[Object position labeling records]
* * * * * * * * *

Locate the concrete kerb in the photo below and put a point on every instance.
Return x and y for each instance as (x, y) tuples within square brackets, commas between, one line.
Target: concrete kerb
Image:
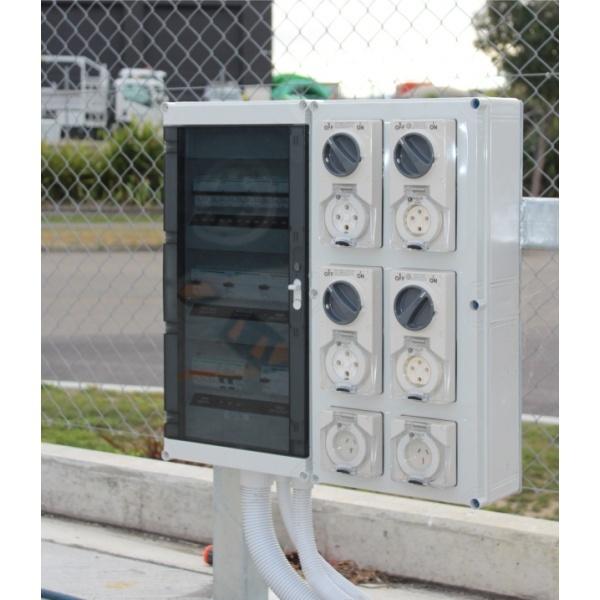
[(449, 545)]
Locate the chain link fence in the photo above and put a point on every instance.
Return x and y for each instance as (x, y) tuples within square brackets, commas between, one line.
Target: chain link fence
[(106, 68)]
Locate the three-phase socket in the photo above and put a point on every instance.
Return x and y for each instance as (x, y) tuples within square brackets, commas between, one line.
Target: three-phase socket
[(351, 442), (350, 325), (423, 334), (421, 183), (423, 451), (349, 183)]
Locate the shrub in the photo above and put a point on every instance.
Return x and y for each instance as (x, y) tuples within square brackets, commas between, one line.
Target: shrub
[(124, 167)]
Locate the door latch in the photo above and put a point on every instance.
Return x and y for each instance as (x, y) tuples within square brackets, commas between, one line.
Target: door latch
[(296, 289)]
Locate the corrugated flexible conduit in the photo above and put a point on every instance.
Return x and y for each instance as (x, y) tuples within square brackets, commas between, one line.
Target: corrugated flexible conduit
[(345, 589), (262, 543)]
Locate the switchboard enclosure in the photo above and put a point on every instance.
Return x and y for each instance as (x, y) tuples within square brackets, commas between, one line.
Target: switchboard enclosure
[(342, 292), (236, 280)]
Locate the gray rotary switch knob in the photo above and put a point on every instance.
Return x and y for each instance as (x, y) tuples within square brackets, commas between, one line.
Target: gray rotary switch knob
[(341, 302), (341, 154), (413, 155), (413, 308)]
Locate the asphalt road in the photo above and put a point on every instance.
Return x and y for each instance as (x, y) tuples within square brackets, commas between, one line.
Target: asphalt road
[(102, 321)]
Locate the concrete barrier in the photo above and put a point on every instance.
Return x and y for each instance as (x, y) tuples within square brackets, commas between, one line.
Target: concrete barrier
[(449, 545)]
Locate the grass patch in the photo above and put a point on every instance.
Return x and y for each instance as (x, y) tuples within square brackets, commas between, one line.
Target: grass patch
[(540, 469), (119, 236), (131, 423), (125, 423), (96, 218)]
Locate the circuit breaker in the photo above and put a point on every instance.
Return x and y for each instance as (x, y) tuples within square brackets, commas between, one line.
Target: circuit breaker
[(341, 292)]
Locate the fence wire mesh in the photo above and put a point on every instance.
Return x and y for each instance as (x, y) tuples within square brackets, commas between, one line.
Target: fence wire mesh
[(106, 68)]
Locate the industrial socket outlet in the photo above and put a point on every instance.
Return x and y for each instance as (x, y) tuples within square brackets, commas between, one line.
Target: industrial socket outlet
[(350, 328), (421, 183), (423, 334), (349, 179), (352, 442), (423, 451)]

* * * * * * * * *

- What needs to be done -
Could you return every line of the records above word for word, leaving out the pictures?

- Finished task -
Locate the concrete kerb in the photo below and put a point on every instance.
Return x and y for each instance as (x, y) tuples within square brackets, commas between, one line.
Target: concrete kerb
Image:
[(449, 545)]
Locate the chain link fence in the photo above and put a point on every instance.
Return x and y for each instance as (x, y) tuples within square brackets, commas between, one line.
Target: chain link fence
[(106, 68)]
Locate the three-phase socket in the photo above and put a point on every instance.
Return x and y for each instance as (x, y) tuples within square brackets, commas between, one line.
Target: three-phase socket
[(351, 442), (350, 325), (423, 334), (421, 183), (423, 451), (349, 183)]
Locate the shrub in the photo above and put a point on every instance.
Return x and y for each instance as (x, y) tuples within square brackets, commas between, one line.
Target: shrub
[(124, 167)]
Locate the door latch in the photo above and put a point on every instance.
Return x and y for each instance as (x, y) tuples within square brackets, commas between, one line.
Target: door latch
[(296, 289)]
Locate the corrugated flexible conduit in the photo above and put a point on every instance.
Return x and y for each instance as (x, y) tuples within square brackets, commas between, one line.
Target: corrugated flexible conduit
[(345, 589), (262, 543)]
Locate the switchboard enclosure in the photo above and put a point on every instance.
Return x and y for each instance as (x, y) tuples within square brackets, commas between, one line.
Target: switchboard enclosure
[(342, 292), (236, 280)]
Locate the gray rotary switch knob in the photo above and put a point on every instance.
Return x and y for each instance as (x, y) tuples within square brackets, commas between, one line.
Target: gray rotary switch knob
[(341, 302), (341, 154), (413, 155), (413, 308)]
Locate the asphalt road in the photo above and put a point on every instance.
Return x and y for each instance as (x, y) tuples within square brackets, commas between, one line.
Target: asphalt road
[(102, 321)]
Locate the concrete barrier in the photo above and put a point on every instance.
Return x and y for each instance as (x, y) tuples within square brackets, commas between, one line.
Target: concrete barrier
[(449, 545)]
Locate the grass patch in the photo above and put a point on every instance.
Return x and y for each instance as (x, y) tuples within square brackets, commas between, one line.
Target: grass patch
[(540, 469), (119, 236), (131, 423), (125, 423), (96, 218)]
Locate the circuit breaker in the photo above and put a point on every instance.
Return x and y for each instance as (x, y) tuples within square brackets, commas between, one line.
Target: circuit breaker
[(341, 292)]
Locate the fence wire mesh in the photo above and put a point on every instance.
Return x and y for each instance as (x, y) tuples within square brackets, commas between, one line.
Target: fence wire mesh
[(106, 68)]
Locate the industrial socket outlet in the photo above and put a point on every instance.
Return x and y for each instance as (x, y) tuples within square brackets, commas between, one line.
Target: industrial socket outlet
[(350, 328), (421, 183), (423, 334), (349, 179), (352, 442), (423, 451)]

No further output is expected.